▼▼▼

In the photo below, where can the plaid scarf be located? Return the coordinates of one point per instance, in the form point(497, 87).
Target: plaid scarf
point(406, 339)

▲▲▲
▼▼▼

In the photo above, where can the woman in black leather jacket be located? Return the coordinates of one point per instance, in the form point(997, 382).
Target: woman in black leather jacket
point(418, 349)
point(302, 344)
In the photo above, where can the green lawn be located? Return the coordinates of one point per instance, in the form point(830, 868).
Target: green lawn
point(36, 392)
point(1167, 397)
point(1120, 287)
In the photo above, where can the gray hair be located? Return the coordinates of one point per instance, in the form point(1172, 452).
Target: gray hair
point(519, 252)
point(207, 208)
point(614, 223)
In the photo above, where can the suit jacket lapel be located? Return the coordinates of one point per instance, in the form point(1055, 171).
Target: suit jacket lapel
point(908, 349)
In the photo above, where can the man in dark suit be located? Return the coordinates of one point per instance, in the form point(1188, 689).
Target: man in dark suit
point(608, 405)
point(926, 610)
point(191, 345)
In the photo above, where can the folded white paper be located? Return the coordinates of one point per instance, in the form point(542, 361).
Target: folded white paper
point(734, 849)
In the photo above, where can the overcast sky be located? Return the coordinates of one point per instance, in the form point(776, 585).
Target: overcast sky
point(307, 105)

▲▲▲
▼▼▼

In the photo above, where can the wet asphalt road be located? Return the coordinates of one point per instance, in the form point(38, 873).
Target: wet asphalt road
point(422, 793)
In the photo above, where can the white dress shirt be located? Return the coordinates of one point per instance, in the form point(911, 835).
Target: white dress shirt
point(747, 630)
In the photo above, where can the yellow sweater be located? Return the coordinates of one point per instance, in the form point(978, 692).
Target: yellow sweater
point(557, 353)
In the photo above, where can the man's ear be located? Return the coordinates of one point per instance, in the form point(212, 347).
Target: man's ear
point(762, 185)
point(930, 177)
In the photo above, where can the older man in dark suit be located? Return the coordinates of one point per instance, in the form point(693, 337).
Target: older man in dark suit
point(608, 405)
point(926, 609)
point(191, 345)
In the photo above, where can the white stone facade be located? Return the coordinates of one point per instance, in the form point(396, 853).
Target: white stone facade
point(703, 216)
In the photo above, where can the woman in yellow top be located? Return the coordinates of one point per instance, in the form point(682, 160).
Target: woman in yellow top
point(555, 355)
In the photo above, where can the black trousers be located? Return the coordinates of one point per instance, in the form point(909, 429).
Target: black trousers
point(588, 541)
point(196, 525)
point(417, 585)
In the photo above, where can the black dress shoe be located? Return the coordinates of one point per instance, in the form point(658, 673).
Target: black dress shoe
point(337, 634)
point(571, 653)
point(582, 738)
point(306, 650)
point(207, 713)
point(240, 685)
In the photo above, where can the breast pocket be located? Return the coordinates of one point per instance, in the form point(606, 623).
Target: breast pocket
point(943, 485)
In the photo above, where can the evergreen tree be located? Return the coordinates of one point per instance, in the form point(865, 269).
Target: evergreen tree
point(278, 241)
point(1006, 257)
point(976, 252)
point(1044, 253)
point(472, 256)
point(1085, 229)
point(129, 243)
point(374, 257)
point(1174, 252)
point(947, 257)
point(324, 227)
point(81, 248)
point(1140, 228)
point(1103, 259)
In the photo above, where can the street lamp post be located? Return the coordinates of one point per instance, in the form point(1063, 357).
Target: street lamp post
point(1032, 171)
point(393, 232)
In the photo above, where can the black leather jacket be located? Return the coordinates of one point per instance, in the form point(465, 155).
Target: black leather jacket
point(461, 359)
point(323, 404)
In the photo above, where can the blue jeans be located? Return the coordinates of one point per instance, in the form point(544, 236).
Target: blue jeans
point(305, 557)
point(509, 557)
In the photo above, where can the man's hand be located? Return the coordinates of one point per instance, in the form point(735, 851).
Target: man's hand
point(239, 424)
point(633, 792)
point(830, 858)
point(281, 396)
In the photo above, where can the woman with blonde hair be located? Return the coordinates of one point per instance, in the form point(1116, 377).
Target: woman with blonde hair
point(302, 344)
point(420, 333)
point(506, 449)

▲▲▲

**WHAT NEEDS TO BE DONE:**
Take the rows from the line containing "In the photo above, where can the woman in yellow" through the line containing "point(393, 232)" and reproduce only that stretch. Substitute "pine tree" for "evergreen tree" and leave everything else unchanged.

**RESULT:**
In the photo above, where can the woman in yellow top be located? Return the coordinates of one point per instance, in the form point(682, 160).
Target: woman in yellow top
point(555, 355)
In the photo above, where can the black trousers be located? Return the coordinates of one point per instance, in the form point(909, 429).
Target: black trousers
point(588, 541)
point(196, 525)
point(417, 585)
In the photo above, where can the black dress shoe be located? Return the coordinates of one point per instance, in the form point(658, 673).
Target: black dress shoe
point(337, 634)
point(571, 653)
point(582, 738)
point(306, 650)
point(207, 713)
point(240, 685)
In the photo above, where can the breast pocket be located? Return the coordinates of one point per instance, in the form point(606, 623).
Target: breast pocket
point(943, 485)
In the photo above, where can the pine tree be located? Return the coordinates of one point per instance, in the form point(865, 269).
Target: pine tree
point(278, 241)
point(1006, 257)
point(976, 252)
point(1044, 253)
point(472, 256)
point(1085, 229)
point(129, 243)
point(374, 257)
point(1174, 252)
point(947, 257)
point(324, 227)
point(81, 248)
point(1140, 228)
point(1103, 259)
In the photo above, where can the street lamp post be located? Return the coordinates of one point per instance, in the form point(1063, 357).
Target: street lamp post
point(1032, 171)
point(393, 232)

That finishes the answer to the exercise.